If this happens, what does the company do? Joint guidance issued by the Director of the Serious Fraud Office (SFO) and the Director of Public Prosecutions (DPP) acknowledges that the Act “is not intended to penalise ethically run companies that encounter a risk of bribery” and that “a single instance of bribery does not necessarily mean that a company’s procedures are inadequate.”

A company that has genuinely tried to prevent bribery but failed may avoid prosecution if it can show that the conduct was an isolated incident. However, it is clear that the more prevalent bribery is within the organisation, the greater the risk of prosecution.

So, what does a company do if it identifies bribery within its organisation? Perhaps its best interests may still lie in reporting the matter to the authorities.

Companies should note that if they do not self-report and bribery within their organisation is reported by a third party, this will be viewed as a significant aggravating factor tending in favour of prosecution. Conversely, self-reporting can result in the possible resolution of the matter by civil, as opposed to criminal, proceedings.

The Bribery Act provisions also cannot be considered in isolation. There is a real risk that monies obtained by a company in connection with a corruptly obtained contract would be considered ‘criminal property’ under the Proceeds of Crime Act 2002.

The company would be at risk of committing money laundering offences unless it disclosed that fact to the Serious Organised Crime Agency (SOCA). It is likely the information will be passed to the SFO, giving little choice but to report the underlying conduct to the SFO simultaneously.

Companies clearly need to implement a compliance programme to minimise the risk of bribery being undertaken on their behalf and be better positioned to deal with the fallout if it discovers an instance of bribery.

However, companies cannot make a decision on whether to self-report bribery without regard to the Proceeds of Crime legislation and the possible need to make a disclosure to SOCA.

Any company that decides against a disclosure to SOCA because it wants to keep the bribery under wraps runs the risk of exposing its directors and the company itself to criminal investigations for both bribery and money laundering.

▸ **EXERCISES**
(a) Rewrite the passage on corporate bribery starting at "So, what does" and ending at "to the authorities.", replacing "authorities" with "regulators".
(b) Turn the listing below into a two-column CSV with the columns instruction and answer, one row per instruction. Quote each field, replace line breaks with spaces, and leave out the pictures.

▸ **INFORMATION SUPPLIED**
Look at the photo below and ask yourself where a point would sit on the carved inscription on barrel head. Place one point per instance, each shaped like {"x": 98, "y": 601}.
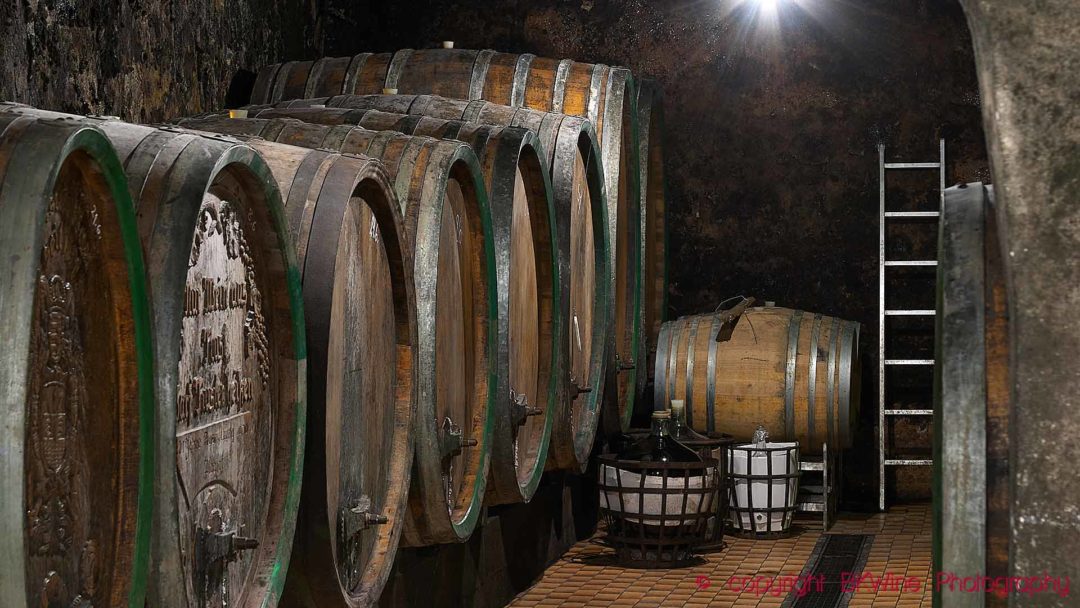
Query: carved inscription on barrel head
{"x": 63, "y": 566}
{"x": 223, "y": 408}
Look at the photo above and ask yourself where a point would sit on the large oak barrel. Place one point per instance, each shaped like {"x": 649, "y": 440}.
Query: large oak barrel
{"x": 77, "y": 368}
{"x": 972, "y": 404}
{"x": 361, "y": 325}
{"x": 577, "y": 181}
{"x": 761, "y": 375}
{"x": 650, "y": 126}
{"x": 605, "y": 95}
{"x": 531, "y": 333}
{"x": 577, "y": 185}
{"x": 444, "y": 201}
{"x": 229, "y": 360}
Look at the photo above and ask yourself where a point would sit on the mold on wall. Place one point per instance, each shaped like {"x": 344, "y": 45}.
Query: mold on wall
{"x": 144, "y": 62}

▸ **SET OF ANSWERS**
(a)
So, what does a company do if it identifies bribery within its organisation? Perhaps its best interests may still lie in reporting the matter to the regulators.

(b)
instruction,answer
"Look at the photo below and ask yourself where a point would sit on the carved inscription on barrel head. Place one point per instance, each shaped like {""x"": 98, ""y"": 601}. Query: carved inscription on barrel head","{""x"": 63, ""y"": 566} {""x"": 223, ""y"": 408}"
"Look at the photo above and ask yourself where a point would sit on the large oak barrel. Place one point per instance, each shaped like {""x"": 649, ""y"": 440}. Query: large oak barrel","{""x"": 77, ""y"": 368} {""x"": 972, ""y"": 404} {""x"": 361, ""y"": 325} {""x"": 577, ""y"": 181} {""x"": 761, ""y"": 375} {""x"": 650, ""y"": 126} {""x"": 605, ""y"": 95} {""x"": 531, ""y"": 333} {""x"": 577, ""y"": 185} {""x"": 444, ""y"": 201} {""x"": 229, ""y"": 360}"
"Look at the photo above and ask yourself where a point would sit on the mold on wall. Place one point per instance, each shaped like {""x"": 344, ""y"": 45}. Query: mold on wall","{""x"": 144, ""y"": 62}"